» Task requirements: Can you write out all of the material below, word for word?

━━━━━━━━━━━━━━━━━━━━━━━━━━━━━━

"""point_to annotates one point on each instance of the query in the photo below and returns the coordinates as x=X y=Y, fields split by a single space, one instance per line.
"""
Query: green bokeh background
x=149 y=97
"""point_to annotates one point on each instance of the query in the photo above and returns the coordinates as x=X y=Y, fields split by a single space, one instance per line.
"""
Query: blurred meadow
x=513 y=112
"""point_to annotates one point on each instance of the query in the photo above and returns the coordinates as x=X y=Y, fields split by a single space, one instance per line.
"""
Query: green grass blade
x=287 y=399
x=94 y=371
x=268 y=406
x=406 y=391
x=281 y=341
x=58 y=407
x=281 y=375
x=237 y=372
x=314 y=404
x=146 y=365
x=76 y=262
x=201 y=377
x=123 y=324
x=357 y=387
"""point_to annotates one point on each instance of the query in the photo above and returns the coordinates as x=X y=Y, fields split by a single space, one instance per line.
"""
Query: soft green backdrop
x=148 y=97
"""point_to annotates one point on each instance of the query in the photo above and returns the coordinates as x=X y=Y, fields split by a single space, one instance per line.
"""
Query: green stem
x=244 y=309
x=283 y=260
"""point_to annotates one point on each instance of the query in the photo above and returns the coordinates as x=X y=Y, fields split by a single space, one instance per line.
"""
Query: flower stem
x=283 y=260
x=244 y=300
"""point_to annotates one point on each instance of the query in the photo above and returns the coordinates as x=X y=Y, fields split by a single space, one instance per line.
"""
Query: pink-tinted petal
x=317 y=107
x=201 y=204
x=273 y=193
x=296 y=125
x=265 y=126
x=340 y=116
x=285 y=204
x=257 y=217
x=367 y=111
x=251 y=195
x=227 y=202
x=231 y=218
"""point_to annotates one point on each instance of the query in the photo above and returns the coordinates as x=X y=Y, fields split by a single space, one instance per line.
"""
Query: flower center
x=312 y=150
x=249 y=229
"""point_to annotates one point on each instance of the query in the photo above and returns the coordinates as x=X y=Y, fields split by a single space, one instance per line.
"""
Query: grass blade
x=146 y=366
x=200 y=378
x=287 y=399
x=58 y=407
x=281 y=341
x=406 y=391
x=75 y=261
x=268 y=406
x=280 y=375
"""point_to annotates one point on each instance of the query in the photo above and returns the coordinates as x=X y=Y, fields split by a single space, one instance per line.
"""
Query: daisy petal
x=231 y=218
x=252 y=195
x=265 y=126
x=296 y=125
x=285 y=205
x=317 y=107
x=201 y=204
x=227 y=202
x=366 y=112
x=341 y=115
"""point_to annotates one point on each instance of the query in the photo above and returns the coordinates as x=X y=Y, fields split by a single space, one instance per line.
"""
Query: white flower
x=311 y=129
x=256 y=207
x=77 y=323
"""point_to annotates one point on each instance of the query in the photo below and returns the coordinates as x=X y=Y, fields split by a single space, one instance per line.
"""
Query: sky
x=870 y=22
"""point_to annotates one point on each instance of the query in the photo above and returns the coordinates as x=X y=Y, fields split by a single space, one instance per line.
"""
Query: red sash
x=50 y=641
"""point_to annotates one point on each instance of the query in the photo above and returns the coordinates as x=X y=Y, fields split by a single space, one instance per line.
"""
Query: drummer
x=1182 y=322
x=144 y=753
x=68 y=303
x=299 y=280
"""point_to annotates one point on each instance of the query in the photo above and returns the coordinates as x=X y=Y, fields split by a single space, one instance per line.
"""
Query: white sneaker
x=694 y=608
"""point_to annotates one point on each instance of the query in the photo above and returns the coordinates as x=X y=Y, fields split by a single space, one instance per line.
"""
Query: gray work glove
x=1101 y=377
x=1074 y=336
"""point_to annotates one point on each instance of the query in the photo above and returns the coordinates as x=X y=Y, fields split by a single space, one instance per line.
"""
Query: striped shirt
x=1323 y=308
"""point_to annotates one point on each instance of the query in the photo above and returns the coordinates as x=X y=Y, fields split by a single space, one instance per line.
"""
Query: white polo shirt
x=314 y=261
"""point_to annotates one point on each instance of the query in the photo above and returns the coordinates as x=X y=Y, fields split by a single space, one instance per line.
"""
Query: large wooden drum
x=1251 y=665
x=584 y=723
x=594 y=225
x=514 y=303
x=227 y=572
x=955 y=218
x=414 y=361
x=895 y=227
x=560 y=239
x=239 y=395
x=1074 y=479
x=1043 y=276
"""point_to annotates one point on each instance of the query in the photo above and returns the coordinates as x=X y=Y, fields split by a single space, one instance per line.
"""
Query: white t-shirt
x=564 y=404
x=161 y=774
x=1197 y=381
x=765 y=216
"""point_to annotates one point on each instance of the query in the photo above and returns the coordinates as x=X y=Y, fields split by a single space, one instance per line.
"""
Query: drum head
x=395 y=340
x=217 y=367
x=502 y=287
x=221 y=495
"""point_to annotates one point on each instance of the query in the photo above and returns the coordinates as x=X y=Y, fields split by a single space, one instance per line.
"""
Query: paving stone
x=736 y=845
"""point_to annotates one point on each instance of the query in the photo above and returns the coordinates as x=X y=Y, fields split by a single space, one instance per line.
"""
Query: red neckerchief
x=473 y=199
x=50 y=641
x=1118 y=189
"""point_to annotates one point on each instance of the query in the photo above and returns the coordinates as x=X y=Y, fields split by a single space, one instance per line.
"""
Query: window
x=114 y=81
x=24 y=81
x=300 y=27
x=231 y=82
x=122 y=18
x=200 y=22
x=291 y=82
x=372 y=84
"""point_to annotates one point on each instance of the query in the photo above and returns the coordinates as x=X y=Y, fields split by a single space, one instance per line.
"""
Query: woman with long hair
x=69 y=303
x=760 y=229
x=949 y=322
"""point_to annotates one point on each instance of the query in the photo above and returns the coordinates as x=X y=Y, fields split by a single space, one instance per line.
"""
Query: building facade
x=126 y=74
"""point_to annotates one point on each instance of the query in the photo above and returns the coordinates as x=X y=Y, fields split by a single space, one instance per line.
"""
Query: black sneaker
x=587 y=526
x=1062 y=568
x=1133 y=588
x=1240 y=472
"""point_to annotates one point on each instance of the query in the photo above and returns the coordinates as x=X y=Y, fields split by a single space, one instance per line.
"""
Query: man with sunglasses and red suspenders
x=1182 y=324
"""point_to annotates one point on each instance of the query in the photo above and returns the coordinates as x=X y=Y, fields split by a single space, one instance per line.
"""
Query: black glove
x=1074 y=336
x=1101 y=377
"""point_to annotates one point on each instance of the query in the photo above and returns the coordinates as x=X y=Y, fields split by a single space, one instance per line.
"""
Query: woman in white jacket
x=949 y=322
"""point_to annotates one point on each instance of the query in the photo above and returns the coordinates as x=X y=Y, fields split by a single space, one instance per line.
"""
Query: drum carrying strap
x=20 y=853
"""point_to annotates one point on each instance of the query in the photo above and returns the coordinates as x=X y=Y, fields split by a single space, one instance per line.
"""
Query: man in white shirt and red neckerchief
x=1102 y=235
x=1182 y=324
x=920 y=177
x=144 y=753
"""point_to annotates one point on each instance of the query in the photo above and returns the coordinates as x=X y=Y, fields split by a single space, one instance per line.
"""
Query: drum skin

━━━━━━━━━━━━━━━━━━━━━━━━━━━━━━

» Finished exercise:
"""point_to annotates one point on each instance of the query in the photo below and returns the coordinates as x=X y=Y, fields split by a single space, one instance per line.
"""
Query: green bokeh background
x=149 y=97
"""point_to annotates one point on each instance of the query in the photo above and returns the coordinates as x=X y=Y, fields split by a single space, one instance per line.
"""
Query: blurred meadow
x=513 y=112
"""point_to annotates one point on each instance of the query in the photo above and returns the coordinates as x=X y=Y, fields split by a single space, one instance per line.
"""
Query: green grass blade
x=287 y=399
x=94 y=371
x=268 y=406
x=406 y=391
x=281 y=341
x=58 y=407
x=281 y=375
x=237 y=372
x=314 y=404
x=146 y=365
x=76 y=262
x=201 y=377
x=123 y=324
x=357 y=387
"""point_to annotates one point on each instance of the query in the photo above and returns the coordinates as x=X y=Y, fields split by a single space, one instance per line.
"""
Query: soft green backdrop
x=148 y=97
"""point_to annotates one point on each instance of the query in the photo above and returns the coordinates as x=X y=Y, fields split by a single space, one instance per line.
"""
Query: green stem
x=244 y=309
x=283 y=260
"""point_to annotates one point on each instance of the query in the photo above and returns the coordinates as x=X y=Y, fields split by a single space, one instance per line.
"""
Query: flower stem
x=283 y=260
x=244 y=300
"""point_to annotates one point on each instance of the query in the photo above and returns the coordinates as x=X y=Y, fields split by a single space, one instance per line.
"""
Query: pink-tinted petal
x=317 y=107
x=201 y=204
x=273 y=193
x=296 y=125
x=265 y=126
x=340 y=116
x=285 y=204
x=257 y=217
x=367 y=111
x=251 y=195
x=227 y=202
x=231 y=218
"""point_to annotates one point on each instance of the query in the photo above and returns the coordinates as x=X y=Y, fields split by a single space, one instance per line.
"""
Query: flower center
x=312 y=150
x=249 y=229
"""point_to annotates one point on each instance of the query in the photo above and returns the coordinates as x=X y=Y, fields split by a single space, one instance per line.
"""
Query: grass blade
x=146 y=366
x=200 y=378
x=287 y=399
x=58 y=407
x=281 y=341
x=406 y=391
x=75 y=261
x=268 y=406
x=280 y=375
"""point_to annotates one point on each instance of the query in the photo above and returns the coordinates as x=X y=Y, fields split by a single space, one instance per line.
"""
Query: daisy petal
x=231 y=218
x=252 y=195
x=265 y=126
x=296 y=125
x=285 y=205
x=317 y=107
x=201 y=204
x=227 y=202
x=366 y=112
x=341 y=115
"""point_to annotates one point on each instance of the query in the photo above and returns the coordinates as x=X y=Y, fields split by a single space, one instance per line.
"""
Query: white flower
x=311 y=129
x=256 y=207
x=77 y=323
"""point_to annotates one point on each instance of the query in the photo below and returns the coordinates as x=X y=Y, fields split by a single space, one instance per line.
"""
Query: sky
x=870 y=22
"""point_to annotates one point on each instance of the query in the photo above and returns the coordinates as x=X y=Y, fields split by a single space, one instance per line.
"""
Query: red sash
x=50 y=641
"""point_to annotates one point on each instance of the query in the photo above and returns the coordinates as x=X y=Y, fields split by a single space, one instance per line.
"""
Query: drummer
x=1182 y=322
x=144 y=753
x=68 y=303
x=299 y=280
"""point_to annotates one point on each instance of the query in the photo above and returns the coordinates as x=X y=Y, fields split by a single space, one instance per line.
"""
Query: white sneaker
x=694 y=608
"""point_to annotates one point on each instance of the query in the photo above and returns the coordinates as x=X y=Y, fields split by a single space, one instance per line.
"""
Query: gray work glove
x=1101 y=377
x=1074 y=336
"""point_to annotates one point on each instance of the query in the photo above and returns the coordinates as x=X y=Y, fields split by a single space, one instance per line.
"""
Query: striped shirt
x=1323 y=308
"""point_to annotates one point on each instance of the query in the photo above and returns the coordinates as x=X y=Y, fields split by a single space, one instance per line.
"""
Query: white polo shirt
x=314 y=261
"""point_to annotates one point on each instance of the query in the photo above and returns the coordinates as x=X y=Y, fields split by a single space, one instance per line.
"""
Query: large wooden drum
x=1251 y=665
x=584 y=723
x=594 y=225
x=514 y=303
x=227 y=572
x=955 y=218
x=414 y=361
x=895 y=227
x=560 y=239
x=239 y=395
x=1074 y=479
x=1043 y=276
"""point_to annotates one point on each instance of the query in the photo above and returns the coordinates as x=X y=Y, fields split by a single space, one instance per line.
"""
Query: white t-shirt
x=564 y=404
x=161 y=774
x=1197 y=381
x=765 y=216
"""point_to annotates one point on each instance of the query in the photo above and returns the coordinates as x=X y=Y, fields split by a single space, one instance per line.
"""
Query: drum head
x=395 y=340
x=217 y=367
x=502 y=287
x=221 y=495
"""point_to annotates one point on each instance of the query in the photo above and returns the coordinates as x=X y=Y, fields split by a single space, one instance per line.
"""
Query: paving stone
x=736 y=845
"""point_to annotates one point on each instance of the query in the photo above and returns the coordinates as x=X y=Y, fields split by a single space, one instance per line.
"""
Query: red neckerchief
x=473 y=199
x=50 y=641
x=1118 y=189
"""point_to annotates one point on each instance of the query in the photo above and returns the coordinates as x=X y=Y, fields split by a single space, one instance per line.
"""
Query: window
x=114 y=81
x=24 y=81
x=300 y=27
x=231 y=82
x=122 y=18
x=200 y=22
x=291 y=82
x=372 y=84
"""point_to annotates one point on each instance of the query in the photo above and returns the coordinates as x=X y=Y, fields split by a single space, one instance per line.
"""
Query: woman with long hair
x=69 y=303
x=760 y=229
x=949 y=322
"""point_to annotates one point on each instance of the query in the photo above and returns the coordinates as x=X y=Y, fields split by a single space, one instance per line.
"""
Query: building facade
x=126 y=74
"""point_to annotates one point on each instance of the query in the photo above and returns the coordinates as x=X y=Y, fields split by a single space, one instance per line.
"""
Query: black sneaker
x=587 y=526
x=1062 y=568
x=1133 y=588
x=1240 y=472
"""point_to annotates one point on each instance of the query in the photo above and returns the coordinates as x=X y=Y, fields split by a single space, one instance per line.
"""
Query: man with sunglasses and red suspenders
x=1182 y=324
"""point_to annotates one point on each instance of the query in the photo above and returns the coordinates as x=X y=Y, fields split by a single space, one instance per line.
"""
Query: black glove
x=1074 y=336
x=1101 y=377
"""point_to annotates one point on each instance of the query in the photo above and returns the coordinates as x=X y=Y, fields split by a single space, one instance per line.
"""
Query: woman in white jacket
x=949 y=322
"""point_to annotates one point on each instance of the query in the photo above and returns the coordinates as x=X y=Y, fields split by a single space, one instance per line.
"""
Query: drum carrying strap
x=20 y=853
"""point_to annotates one point on each instance of the query in the photo above and returns the coordinates as x=X y=Y, fields split by a single space, one instance per line.
"""
Query: man in white shirt and red neckerchief
x=1102 y=235
x=1182 y=324
x=920 y=177
x=144 y=753
"""point_to annotates one point on each instance of the query in the photo above and returns the coordinates as x=X y=Y, fields split by a single space, one instance per line.
"""
Query: drum skin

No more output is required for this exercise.